• EXTRACTED INFORMATION:
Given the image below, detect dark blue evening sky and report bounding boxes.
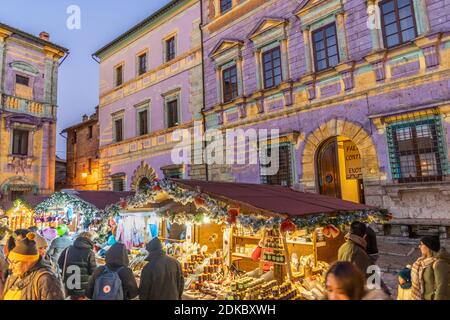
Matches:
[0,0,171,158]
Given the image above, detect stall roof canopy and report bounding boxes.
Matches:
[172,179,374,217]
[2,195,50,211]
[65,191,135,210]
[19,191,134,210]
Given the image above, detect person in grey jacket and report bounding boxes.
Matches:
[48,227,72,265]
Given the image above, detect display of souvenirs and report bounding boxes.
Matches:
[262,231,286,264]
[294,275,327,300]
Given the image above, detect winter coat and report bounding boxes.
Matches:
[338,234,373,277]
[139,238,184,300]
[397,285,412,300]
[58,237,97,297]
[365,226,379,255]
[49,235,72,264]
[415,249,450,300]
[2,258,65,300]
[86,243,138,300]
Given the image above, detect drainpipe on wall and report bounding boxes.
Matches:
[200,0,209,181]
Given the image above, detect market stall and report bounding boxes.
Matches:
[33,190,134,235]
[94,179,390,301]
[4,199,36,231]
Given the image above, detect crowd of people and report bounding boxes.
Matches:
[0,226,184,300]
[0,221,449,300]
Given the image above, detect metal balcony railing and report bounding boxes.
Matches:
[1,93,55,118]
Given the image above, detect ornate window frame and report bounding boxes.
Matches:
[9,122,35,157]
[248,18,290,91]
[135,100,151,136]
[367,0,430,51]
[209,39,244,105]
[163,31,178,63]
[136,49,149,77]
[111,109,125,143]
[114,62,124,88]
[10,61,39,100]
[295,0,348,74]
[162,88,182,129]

• WORK ITEM: Write out word for word only the lines from the one with "Given the image above, detect winter" to the end of the material, both ends included.

• TASK ANSWER:
Given the image above, detect winter coat and report bounding boxes.
Matches:
[338,234,373,277]
[139,238,184,300]
[397,285,412,300]
[58,237,97,297]
[365,226,379,255]
[49,235,72,264]
[415,249,450,300]
[2,258,65,300]
[86,243,138,300]
Given the image above, detect drainpipe on wall and report bounding boxes.
Matches:
[200,0,209,181]
Given the image above, detect market stall and report bounding boxes.
Matches:
[33,190,134,235]
[94,179,390,301]
[4,199,36,231]
Given the image above, detect crowd of people and report bounding boxes.
Matches:
[0,226,184,300]
[0,221,449,300]
Given the image above, detect metal balcony railing and report bounding boxes.
Matches:
[1,93,55,118]
Given the image above, detect ornate window frame and report bounding boxes.
Matches:
[9,122,35,157]
[248,18,290,91]
[135,100,151,136]
[367,0,430,51]
[209,39,244,105]
[163,31,178,63]
[136,49,149,77]
[111,109,125,143]
[114,62,124,88]
[10,61,39,100]
[295,0,348,74]
[162,88,182,129]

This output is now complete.